(Records from a collection)
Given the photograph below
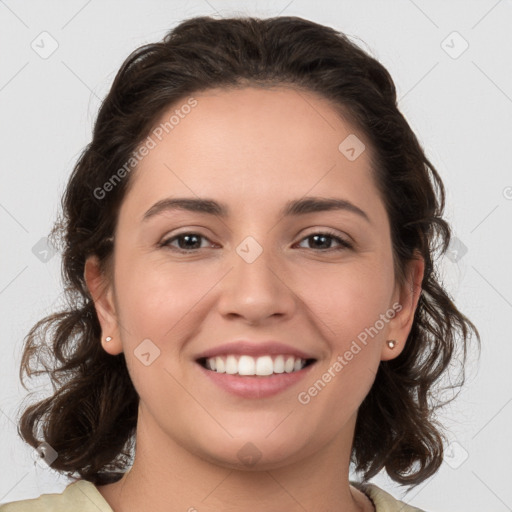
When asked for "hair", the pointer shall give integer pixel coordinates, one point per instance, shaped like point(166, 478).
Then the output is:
point(91, 418)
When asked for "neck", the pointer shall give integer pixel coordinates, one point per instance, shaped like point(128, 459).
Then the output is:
point(167, 477)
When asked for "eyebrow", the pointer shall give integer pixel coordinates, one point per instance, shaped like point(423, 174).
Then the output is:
point(301, 206)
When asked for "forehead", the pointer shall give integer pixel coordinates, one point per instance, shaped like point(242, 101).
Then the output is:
point(249, 141)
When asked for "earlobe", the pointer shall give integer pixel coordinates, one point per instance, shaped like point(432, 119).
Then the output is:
point(102, 296)
point(401, 324)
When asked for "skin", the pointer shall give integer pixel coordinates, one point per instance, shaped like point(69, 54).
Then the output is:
point(252, 149)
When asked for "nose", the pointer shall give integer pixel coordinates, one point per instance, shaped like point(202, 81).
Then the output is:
point(258, 290)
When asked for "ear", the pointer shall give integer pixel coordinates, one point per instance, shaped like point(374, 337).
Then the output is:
point(406, 299)
point(101, 291)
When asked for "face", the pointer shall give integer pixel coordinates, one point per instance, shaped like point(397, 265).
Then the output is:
point(318, 280)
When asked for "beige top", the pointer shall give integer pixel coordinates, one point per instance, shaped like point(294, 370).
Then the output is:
point(82, 496)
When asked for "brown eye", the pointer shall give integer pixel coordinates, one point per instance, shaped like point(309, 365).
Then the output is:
point(323, 242)
point(187, 242)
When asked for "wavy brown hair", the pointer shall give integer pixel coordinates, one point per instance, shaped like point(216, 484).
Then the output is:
point(90, 419)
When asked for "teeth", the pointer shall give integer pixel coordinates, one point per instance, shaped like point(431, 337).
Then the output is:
point(248, 365)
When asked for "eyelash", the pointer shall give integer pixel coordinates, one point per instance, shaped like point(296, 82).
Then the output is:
point(344, 244)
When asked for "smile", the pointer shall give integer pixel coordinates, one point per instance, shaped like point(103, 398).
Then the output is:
point(265, 365)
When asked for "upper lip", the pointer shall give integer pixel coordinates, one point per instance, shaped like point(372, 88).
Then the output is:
point(251, 348)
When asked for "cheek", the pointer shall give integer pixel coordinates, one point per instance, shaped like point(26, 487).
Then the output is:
point(349, 299)
point(153, 296)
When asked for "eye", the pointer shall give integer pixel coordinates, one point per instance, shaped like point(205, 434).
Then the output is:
point(187, 242)
point(322, 239)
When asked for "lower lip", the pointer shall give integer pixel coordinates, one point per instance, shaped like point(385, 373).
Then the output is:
point(253, 386)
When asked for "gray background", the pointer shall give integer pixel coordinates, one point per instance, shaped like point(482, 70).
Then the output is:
point(459, 103)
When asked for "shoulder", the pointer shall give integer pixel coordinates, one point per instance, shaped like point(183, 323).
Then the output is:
point(79, 496)
point(383, 501)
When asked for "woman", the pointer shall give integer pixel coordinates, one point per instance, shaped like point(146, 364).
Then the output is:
point(248, 249)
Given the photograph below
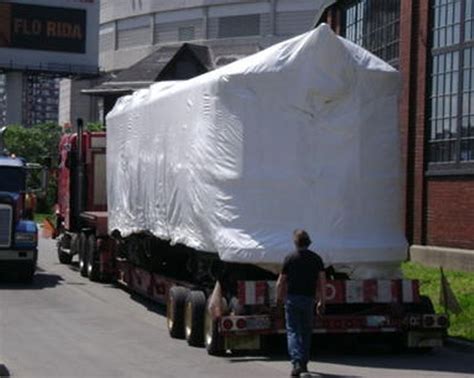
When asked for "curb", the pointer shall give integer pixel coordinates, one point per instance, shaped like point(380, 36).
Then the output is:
point(458, 344)
point(4, 371)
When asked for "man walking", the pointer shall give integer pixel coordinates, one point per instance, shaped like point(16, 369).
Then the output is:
point(302, 277)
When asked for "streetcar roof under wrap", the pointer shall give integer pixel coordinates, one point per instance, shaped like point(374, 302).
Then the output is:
point(303, 134)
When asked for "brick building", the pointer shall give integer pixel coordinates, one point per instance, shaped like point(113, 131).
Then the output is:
point(431, 42)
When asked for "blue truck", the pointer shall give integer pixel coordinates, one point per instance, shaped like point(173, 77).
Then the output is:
point(18, 232)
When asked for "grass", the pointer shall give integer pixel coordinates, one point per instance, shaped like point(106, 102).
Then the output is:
point(462, 284)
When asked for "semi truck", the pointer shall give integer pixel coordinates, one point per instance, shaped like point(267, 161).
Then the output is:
point(191, 197)
point(18, 231)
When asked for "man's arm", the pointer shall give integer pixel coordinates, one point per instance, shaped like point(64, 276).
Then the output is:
point(321, 307)
point(282, 285)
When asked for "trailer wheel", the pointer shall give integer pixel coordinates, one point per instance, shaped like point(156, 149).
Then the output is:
point(194, 318)
point(82, 249)
point(93, 264)
point(64, 257)
point(213, 342)
point(26, 275)
point(175, 311)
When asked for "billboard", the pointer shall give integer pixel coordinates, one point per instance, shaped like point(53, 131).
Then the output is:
point(49, 35)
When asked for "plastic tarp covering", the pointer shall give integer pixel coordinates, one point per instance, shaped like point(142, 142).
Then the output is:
point(303, 134)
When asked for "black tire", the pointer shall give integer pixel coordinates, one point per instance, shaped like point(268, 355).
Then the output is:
point(194, 318)
point(425, 306)
point(74, 245)
point(93, 263)
point(64, 242)
point(83, 255)
point(175, 311)
point(213, 342)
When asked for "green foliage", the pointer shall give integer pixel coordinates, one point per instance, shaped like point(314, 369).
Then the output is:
point(462, 284)
point(38, 144)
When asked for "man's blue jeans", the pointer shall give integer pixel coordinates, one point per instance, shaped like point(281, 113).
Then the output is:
point(299, 327)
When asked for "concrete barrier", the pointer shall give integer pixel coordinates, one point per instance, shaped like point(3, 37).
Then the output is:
point(448, 258)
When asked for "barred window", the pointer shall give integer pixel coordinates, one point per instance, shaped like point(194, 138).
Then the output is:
point(239, 26)
point(451, 121)
point(375, 25)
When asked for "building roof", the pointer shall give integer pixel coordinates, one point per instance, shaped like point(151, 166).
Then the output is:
point(159, 65)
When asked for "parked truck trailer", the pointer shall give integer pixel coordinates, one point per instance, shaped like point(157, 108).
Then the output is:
point(207, 178)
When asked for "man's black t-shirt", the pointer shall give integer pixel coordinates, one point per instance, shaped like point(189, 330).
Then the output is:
point(302, 269)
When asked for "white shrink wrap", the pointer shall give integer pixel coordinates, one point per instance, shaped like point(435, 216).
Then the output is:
point(301, 135)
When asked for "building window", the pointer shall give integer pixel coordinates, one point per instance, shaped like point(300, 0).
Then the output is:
point(374, 25)
point(451, 122)
point(186, 33)
point(239, 26)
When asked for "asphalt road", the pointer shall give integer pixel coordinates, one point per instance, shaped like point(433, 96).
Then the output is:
point(66, 326)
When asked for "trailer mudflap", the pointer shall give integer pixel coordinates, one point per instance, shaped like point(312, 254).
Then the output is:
point(243, 342)
point(425, 339)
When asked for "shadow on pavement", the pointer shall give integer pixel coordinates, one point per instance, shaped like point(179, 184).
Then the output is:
point(41, 280)
point(372, 352)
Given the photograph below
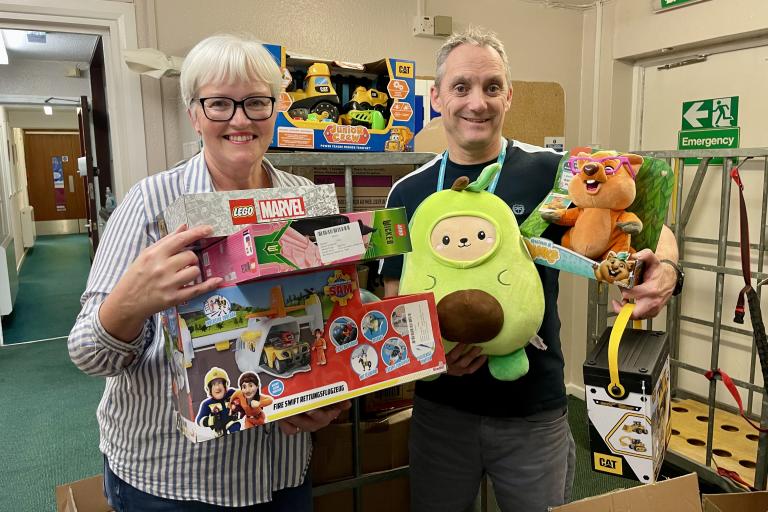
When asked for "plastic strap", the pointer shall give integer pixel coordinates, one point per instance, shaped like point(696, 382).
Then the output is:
point(731, 387)
point(738, 316)
point(615, 389)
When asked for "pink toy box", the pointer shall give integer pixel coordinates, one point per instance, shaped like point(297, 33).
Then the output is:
point(271, 248)
point(254, 353)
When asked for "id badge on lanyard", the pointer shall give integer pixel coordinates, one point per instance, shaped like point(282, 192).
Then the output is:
point(492, 186)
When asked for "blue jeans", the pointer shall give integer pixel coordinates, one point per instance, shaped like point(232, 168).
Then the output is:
point(126, 498)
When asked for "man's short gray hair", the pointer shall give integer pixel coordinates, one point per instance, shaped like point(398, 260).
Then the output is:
point(227, 59)
point(476, 36)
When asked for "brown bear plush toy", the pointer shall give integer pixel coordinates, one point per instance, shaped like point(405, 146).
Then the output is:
point(602, 187)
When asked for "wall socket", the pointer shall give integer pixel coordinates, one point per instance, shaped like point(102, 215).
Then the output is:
point(424, 26)
point(432, 26)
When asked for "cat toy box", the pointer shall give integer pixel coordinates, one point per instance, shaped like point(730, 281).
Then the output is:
point(228, 212)
point(628, 404)
point(271, 348)
point(344, 106)
point(284, 246)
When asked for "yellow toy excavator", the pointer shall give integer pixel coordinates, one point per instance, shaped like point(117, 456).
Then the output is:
point(318, 96)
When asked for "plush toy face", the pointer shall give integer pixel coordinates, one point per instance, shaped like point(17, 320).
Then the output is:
point(614, 268)
point(604, 179)
point(463, 238)
point(468, 251)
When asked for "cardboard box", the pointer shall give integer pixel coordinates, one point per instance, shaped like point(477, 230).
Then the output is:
point(674, 495)
point(629, 426)
point(271, 248)
point(82, 496)
point(370, 184)
point(305, 339)
point(383, 445)
point(736, 502)
point(228, 212)
point(342, 106)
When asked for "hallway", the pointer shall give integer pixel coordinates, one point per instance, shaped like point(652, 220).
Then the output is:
point(51, 280)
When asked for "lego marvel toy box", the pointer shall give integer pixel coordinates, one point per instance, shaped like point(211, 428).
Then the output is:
point(262, 249)
point(228, 212)
point(344, 106)
point(271, 348)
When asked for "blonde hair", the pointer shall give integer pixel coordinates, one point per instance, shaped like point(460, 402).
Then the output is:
point(475, 36)
point(227, 58)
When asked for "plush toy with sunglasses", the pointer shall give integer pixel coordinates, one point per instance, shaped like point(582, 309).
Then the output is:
point(602, 188)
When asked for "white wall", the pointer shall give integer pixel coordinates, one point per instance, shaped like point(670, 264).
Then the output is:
point(633, 33)
point(63, 118)
point(543, 43)
point(42, 78)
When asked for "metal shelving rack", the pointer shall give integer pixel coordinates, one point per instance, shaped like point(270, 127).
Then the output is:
point(597, 317)
point(286, 161)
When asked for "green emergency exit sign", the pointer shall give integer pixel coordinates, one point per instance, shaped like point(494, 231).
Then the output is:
point(710, 113)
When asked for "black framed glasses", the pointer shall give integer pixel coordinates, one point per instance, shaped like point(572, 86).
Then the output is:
point(221, 108)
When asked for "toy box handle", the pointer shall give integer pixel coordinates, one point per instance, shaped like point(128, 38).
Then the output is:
point(615, 389)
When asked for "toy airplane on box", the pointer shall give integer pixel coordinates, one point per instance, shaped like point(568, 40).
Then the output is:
point(254, 353)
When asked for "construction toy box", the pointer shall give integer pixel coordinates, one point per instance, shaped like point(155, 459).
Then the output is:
point(229, 212)
point(343, 106)
point(250, 354)
point(613, 204)
point(628, 404)
point(284, 246)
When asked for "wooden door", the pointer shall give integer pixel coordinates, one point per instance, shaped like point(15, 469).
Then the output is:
point(44, 151)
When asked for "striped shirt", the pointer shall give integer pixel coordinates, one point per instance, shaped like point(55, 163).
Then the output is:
point(136, 413)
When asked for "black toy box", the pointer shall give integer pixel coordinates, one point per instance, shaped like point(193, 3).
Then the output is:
point(628, 404)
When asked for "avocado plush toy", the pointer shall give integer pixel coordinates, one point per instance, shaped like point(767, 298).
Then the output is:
point(468, 251)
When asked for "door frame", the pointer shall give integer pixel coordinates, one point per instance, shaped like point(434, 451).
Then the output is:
point(115, 22)
point(640, 66)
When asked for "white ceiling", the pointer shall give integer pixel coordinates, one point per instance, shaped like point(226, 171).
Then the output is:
point(58, 46)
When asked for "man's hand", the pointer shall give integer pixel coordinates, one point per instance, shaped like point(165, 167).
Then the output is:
point(313, 420)
point(464, 359)
point(653, 293)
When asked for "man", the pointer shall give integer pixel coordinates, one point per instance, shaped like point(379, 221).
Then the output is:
point(466, 423)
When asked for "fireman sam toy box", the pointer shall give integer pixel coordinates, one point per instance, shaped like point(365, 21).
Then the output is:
point(246, 355)
point(284, 246)
point(628, 403)
point(229, 212)
point(344, 106)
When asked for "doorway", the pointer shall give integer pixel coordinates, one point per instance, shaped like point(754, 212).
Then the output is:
point(45, 112)
point(716, 94)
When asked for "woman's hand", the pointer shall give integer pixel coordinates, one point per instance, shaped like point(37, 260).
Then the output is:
point(156, 280)
point(313, 420)
point(464, 359)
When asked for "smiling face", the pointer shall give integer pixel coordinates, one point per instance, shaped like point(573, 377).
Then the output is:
point(250, 390)
point(473, 97)
point(233, 149)
point(218, 389)
point(463, 238)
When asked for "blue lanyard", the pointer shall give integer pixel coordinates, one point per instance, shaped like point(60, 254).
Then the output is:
point(492, 186)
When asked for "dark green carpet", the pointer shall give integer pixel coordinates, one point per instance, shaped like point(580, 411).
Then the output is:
point(49, 434)
point(51, 280)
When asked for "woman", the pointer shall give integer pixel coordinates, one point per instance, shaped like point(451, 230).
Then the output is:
point(229, 85)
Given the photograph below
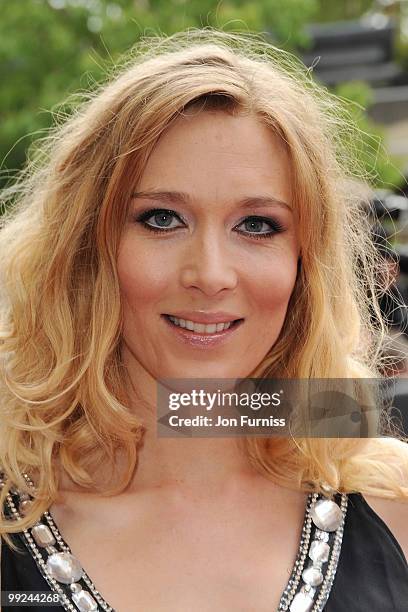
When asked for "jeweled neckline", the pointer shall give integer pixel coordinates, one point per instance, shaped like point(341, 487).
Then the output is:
point(307, 590)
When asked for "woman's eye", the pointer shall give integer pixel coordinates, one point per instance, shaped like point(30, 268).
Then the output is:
point(159, 219)
point(162, 220)
point(260, 227)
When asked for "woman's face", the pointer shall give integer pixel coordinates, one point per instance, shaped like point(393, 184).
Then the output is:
point(210, 239)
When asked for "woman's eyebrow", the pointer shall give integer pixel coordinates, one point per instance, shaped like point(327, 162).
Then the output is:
point(177, 197)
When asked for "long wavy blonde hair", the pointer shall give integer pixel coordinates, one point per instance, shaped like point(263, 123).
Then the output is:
point(63, 401)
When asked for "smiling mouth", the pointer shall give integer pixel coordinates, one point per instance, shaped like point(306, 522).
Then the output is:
point(209, 329)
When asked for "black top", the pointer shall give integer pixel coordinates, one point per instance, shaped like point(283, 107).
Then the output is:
point(371, 576)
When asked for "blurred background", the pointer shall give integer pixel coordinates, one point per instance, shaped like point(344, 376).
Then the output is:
point(50, 49)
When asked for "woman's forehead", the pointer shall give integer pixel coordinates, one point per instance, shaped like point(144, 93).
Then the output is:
point(221, 157)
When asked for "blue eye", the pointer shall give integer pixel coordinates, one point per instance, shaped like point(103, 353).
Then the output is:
point(162, 219)
point(255, 224)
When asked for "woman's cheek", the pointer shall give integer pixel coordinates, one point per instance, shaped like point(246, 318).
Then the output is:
point(143, 272)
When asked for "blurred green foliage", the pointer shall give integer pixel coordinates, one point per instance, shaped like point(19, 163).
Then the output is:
point(383, 169)
point(52, 48)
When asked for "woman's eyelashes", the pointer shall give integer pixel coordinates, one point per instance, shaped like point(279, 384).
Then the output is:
point(256, 226)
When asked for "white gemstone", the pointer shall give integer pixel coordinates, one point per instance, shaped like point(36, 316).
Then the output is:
point(84, 601)
point(312, 575)
point(326, 515)
point(322, 535)
point(64, 567)
point(43, 536)
point(319, 551)
point(301, 603)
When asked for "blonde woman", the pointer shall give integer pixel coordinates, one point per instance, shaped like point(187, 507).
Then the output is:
point(205, 185)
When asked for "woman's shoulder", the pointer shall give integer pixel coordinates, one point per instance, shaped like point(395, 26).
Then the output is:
point(393, 512)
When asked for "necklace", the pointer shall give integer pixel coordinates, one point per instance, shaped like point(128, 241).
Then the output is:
point(307, 590)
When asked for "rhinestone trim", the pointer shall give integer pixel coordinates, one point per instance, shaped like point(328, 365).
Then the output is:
point(295, 585)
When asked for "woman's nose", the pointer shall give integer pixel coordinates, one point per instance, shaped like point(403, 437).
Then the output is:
point(209, 265)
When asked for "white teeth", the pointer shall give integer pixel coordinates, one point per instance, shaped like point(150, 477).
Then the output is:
point(201, 328)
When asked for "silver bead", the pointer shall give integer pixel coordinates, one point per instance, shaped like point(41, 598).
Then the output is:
point(43, 536)
point(312, 575)
point(64, 567)
point(84, 601)
point(326, 515)
point(319, 551)
point(301, 603)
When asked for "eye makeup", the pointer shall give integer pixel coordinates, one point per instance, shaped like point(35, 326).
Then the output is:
point(167, 215)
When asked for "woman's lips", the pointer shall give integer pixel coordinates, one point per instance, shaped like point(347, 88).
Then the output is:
point(202, 339)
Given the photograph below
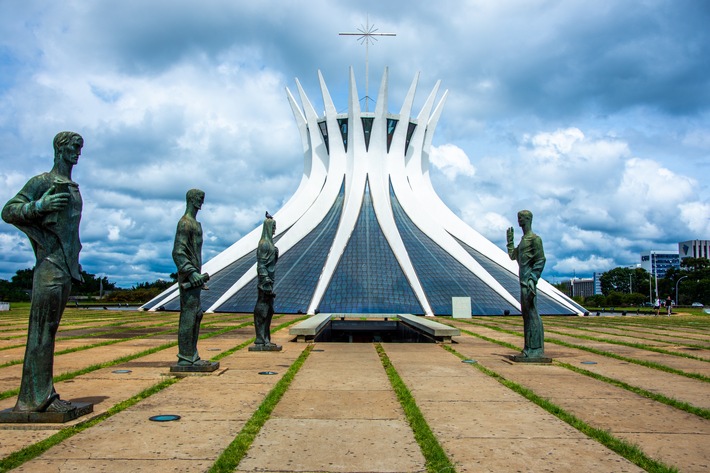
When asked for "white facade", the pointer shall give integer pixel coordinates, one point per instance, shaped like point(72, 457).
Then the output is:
point(365, 231)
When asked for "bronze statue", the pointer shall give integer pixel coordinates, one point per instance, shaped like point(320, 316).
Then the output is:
point(187, 254)
point(266, 256)
point(531, 261)
point(48, 211)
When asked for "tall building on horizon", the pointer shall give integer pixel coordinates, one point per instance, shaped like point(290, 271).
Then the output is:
point(365, 232)
point(658, 262)
point(694, 249)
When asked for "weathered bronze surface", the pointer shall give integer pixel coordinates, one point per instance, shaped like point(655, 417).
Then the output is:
point(531, 261)
point(48, 211)
point(187, 254)
point(266, 256)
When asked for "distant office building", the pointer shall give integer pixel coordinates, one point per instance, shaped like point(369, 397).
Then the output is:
point(597, 283)
point(694, 249)
point(658, 262)
point(580, 287)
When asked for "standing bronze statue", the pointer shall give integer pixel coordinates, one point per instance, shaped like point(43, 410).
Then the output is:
point(48, 211)
point(266, 256)
point(531, 260)
point(187, 254)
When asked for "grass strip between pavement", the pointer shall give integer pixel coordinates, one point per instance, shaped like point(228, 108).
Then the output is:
point(233, 454)
point(626, 449)
point(647, 364)
point(123, 359)
point(434, 455)
point(669, 401)
point(19, 457)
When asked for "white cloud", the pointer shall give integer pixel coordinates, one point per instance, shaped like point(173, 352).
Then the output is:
point(605, 148)
point(451, 161)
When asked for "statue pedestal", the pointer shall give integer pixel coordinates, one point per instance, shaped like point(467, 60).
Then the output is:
point(206, 367)
point(80, 409)
point(526, 359)
point(269, 347)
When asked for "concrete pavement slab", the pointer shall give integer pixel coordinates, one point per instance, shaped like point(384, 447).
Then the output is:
point(334, 445)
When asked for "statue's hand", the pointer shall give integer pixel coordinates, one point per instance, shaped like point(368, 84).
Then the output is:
point(532, 284)
point(195, 279)
point(51, 202)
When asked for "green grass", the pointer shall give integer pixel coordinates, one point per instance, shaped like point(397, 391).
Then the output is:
point(233, 454)
point(19, 457)
point(626, 449)
point(682, 405)
point(434, 455)
point(647, 364)
point(123, 359)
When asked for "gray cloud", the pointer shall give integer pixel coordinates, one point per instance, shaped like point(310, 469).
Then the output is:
point(594, 115)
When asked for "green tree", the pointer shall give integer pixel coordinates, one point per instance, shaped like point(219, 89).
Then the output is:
point(23, 279)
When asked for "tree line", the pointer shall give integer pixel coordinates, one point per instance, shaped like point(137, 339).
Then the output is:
point(19, 288)
point(636, 286)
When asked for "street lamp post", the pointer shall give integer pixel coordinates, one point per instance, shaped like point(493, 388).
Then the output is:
point(676, 288)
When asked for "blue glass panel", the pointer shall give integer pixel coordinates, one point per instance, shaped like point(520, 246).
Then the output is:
point(343, 124)
point(441, 275)
point(297, 270)
point(391, 126)
point(367, 128)
point(324, 131)
point(368, 278)
point(410, 131)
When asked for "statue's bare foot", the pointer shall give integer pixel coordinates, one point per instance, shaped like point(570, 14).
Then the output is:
point(60, 406)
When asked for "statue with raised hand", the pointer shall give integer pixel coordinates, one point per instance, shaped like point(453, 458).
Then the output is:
point(531, 260)
point(48, 210)
point(187, 255)
point(266, 256)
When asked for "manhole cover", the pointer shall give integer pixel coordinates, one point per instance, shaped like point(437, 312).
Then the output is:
point(164, 418)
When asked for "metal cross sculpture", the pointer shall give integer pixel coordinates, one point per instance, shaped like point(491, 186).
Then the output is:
point(367, 35)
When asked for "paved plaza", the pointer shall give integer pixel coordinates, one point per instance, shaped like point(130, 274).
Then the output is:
point(623, 394)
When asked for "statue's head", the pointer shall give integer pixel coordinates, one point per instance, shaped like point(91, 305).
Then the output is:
point(195, 197)
point(67, 146)
point(269, 227)
point(524, 216)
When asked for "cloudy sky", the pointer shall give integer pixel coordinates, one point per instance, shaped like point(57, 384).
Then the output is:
point(594, 115)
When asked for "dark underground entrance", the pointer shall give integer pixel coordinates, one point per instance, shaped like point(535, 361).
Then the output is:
point(371, 331)
point(372, 328)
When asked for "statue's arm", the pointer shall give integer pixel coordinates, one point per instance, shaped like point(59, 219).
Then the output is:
point(36, 199)
point(263, 257)
point(182, 252)
point(538, 261)
point(26, 206)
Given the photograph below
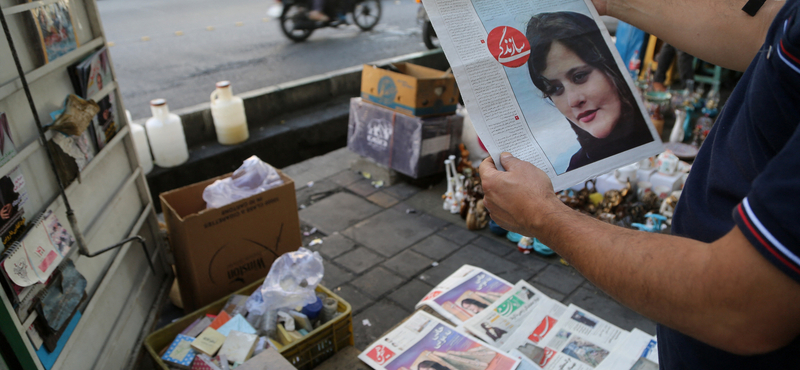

**What you have to do**
Render as a numbered list the lines of the records, starting with the line containing "like point(232, 168)." and going on through the line containing "point(602, 187)". Leave out any blank lines.

**Task output**
1. When asked for "blue jeans", the pointer shall give integer pixel coordinates, one point per instance, shaped like point(232, 168).
2. Then the output is:
3. point(126, 498)
4. When asked for "man's short gray hair", the pointer shall give integer pixel coordinates, one point per instance, shaped like point(398, 260).
5. Then the output is:
6. point(227, 59)
7. point(476, 36)
8. When asked for "brown bear plush toy", the pointer shall give integer pixel coordinates, one point per instance, shaped like point(405, 146).
9. Then the output is:
10. point(602, 187)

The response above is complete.